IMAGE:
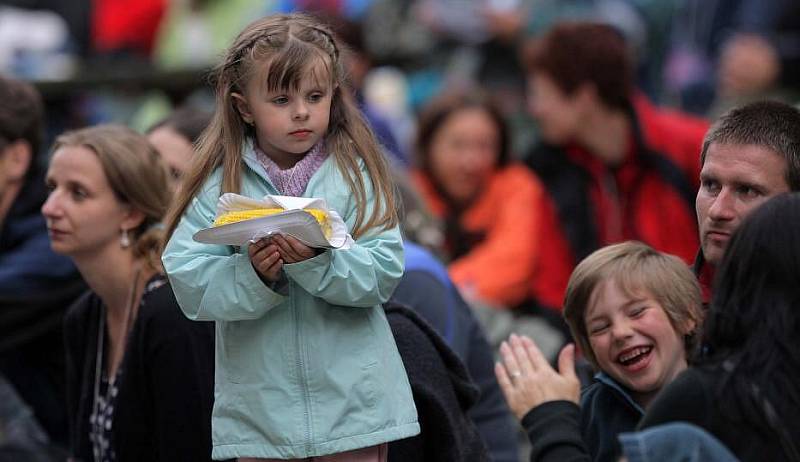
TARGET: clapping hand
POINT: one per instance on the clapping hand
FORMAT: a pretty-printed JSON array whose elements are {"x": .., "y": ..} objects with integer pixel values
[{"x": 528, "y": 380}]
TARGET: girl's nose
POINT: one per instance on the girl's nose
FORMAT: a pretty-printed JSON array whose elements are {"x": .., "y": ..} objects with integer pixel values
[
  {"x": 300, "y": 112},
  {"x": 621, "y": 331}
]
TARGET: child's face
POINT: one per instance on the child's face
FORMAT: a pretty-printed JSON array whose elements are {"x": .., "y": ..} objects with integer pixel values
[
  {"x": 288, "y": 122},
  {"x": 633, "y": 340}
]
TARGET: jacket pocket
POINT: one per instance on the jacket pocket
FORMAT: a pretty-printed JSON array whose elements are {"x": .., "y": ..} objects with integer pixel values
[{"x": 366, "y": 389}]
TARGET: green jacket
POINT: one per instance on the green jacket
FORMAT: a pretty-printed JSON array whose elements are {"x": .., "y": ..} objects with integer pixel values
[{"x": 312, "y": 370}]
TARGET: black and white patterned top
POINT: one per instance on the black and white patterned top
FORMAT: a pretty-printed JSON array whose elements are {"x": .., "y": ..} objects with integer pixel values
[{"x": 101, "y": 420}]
____________________
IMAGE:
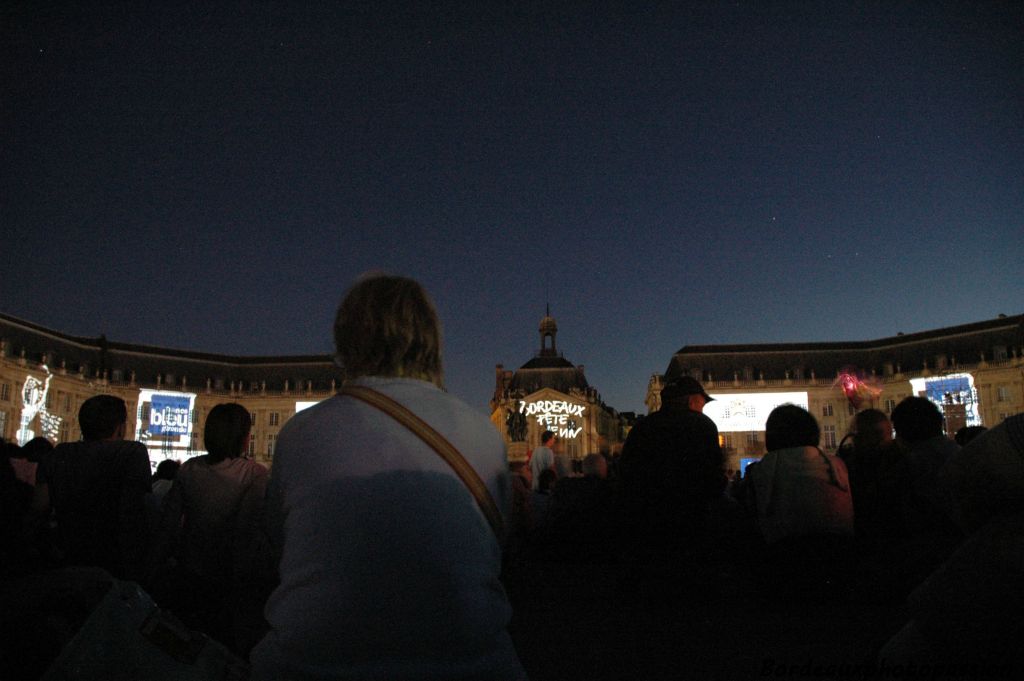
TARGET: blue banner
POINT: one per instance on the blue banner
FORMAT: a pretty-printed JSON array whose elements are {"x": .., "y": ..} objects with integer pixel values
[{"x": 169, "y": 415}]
____________________
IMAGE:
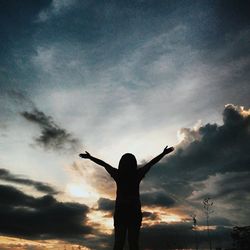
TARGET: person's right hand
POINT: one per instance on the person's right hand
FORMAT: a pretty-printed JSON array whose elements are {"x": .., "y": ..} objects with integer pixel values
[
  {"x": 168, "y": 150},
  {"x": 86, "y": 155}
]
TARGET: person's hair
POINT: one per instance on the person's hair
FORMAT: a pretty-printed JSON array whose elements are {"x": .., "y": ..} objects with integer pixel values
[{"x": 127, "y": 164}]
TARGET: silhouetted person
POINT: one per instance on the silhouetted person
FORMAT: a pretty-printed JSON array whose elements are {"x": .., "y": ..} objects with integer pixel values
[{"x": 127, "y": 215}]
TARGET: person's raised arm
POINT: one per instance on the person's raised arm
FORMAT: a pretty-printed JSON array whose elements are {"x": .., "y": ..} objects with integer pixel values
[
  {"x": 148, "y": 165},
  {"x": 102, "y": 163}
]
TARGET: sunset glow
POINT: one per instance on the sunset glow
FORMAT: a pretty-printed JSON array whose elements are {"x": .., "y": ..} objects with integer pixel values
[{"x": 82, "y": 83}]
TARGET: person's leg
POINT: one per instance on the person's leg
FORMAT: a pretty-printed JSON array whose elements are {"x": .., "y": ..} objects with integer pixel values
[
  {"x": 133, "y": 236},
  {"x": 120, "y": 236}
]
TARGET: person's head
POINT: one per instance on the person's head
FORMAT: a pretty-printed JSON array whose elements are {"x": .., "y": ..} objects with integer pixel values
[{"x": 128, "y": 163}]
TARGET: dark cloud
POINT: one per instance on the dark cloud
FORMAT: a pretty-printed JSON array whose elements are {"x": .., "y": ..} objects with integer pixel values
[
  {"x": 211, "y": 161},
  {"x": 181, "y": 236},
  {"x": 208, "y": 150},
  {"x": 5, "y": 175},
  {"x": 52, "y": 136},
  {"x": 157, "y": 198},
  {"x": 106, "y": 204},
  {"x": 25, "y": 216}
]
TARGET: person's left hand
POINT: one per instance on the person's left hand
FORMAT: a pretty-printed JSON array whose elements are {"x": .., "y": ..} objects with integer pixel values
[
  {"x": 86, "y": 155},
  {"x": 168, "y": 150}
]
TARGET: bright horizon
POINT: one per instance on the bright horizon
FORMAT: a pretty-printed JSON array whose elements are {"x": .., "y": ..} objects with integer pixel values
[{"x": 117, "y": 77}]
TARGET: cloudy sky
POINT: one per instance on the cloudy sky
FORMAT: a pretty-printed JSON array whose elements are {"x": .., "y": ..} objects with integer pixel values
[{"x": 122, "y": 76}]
____________________
[Task description]: Find each line in the records above that contains the word "blue", and copy those lines.

[Task output]:
TARGET: blue banner
POINT: one per instance on the blue banner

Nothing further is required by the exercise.